Copy exactly the lines from the "Place one keypoint on each instance of the gray mustache, using" line to the end, both included, and nothing else.

*** GIVEN RECORDS

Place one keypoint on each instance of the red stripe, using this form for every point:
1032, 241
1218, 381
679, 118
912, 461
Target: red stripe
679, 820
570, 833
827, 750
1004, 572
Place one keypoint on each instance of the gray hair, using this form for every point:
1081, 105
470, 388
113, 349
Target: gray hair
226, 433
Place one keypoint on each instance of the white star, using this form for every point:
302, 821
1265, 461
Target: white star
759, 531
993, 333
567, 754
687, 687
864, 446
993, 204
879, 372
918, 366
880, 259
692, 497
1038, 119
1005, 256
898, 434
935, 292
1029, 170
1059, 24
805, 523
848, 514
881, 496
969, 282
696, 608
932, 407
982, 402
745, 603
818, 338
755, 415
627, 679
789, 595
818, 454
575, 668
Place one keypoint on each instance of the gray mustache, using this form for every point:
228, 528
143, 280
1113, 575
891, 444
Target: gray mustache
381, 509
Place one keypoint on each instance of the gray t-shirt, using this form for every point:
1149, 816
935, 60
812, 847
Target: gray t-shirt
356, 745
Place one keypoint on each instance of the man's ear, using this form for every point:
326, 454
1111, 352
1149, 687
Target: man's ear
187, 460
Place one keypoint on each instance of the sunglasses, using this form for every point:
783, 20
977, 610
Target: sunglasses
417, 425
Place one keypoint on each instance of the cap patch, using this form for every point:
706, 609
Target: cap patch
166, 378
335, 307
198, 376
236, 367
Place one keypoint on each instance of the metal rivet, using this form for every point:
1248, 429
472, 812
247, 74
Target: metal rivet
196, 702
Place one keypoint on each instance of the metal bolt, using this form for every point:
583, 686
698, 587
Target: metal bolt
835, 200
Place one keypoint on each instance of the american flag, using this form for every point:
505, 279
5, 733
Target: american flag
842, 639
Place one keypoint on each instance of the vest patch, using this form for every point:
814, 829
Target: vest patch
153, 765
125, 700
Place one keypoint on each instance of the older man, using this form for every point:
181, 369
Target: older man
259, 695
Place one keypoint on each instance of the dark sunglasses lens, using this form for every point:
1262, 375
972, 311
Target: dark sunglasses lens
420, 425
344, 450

******

RESULT FOR THIS TASK —
Place one keypoint on each instance of the gray mustache, using this form for every point:
228, 528
143, 280
1113, 575
891, 444
Target: gray mustache
381, 509
Place one keypoint on each instance of the gray t-shirt, using this form for every point:
1149, 816
935, 60
812, 847
Target: gray t-shirt
356, 745
Place one keypoint on each instance of the man's ear, using this form for every point:
326, 454
1111, 352
1149, 687
Target: man's ear
187, 460
Place one keypoint on each instance of the sunglasses, using this form for every point:
783, 20
977, 610
Target: sunglasses
417, 425
Place one keypoint on each instance of the cap patch, using this form for every point:
706, 609
Target: cap patch
166, 378
335, 307
198, 376
236, 367
Place one keypoint on each instance of the metal rivet, using this form for every point:
1248, 429
472, 812
247, 74
Target: metal rivet
196, 702
Place one keypoint on each instance of the metal bolt, using this form for every point:
583, 686
698, 587
Target: metal bolt
835, 200
Place one keypoint on each instance of the american flag, using this form for every point:
505, 279
5, 733
Target: american flag
842, 639
Place one keypoint on each instance of the vest patch, using this form for every point:
814, 829
Target: vest patch
153, 765
125, 700
Place one keypoint on each instance of the older man, using this form for every point:
181, 369
Target: older man
259, 695
Place one keypoint on each instance of the dark sunglasses lens, using this form for every point:
1262, 375
972, 311
Target: dark sunglasses lens
420, 425
344, 450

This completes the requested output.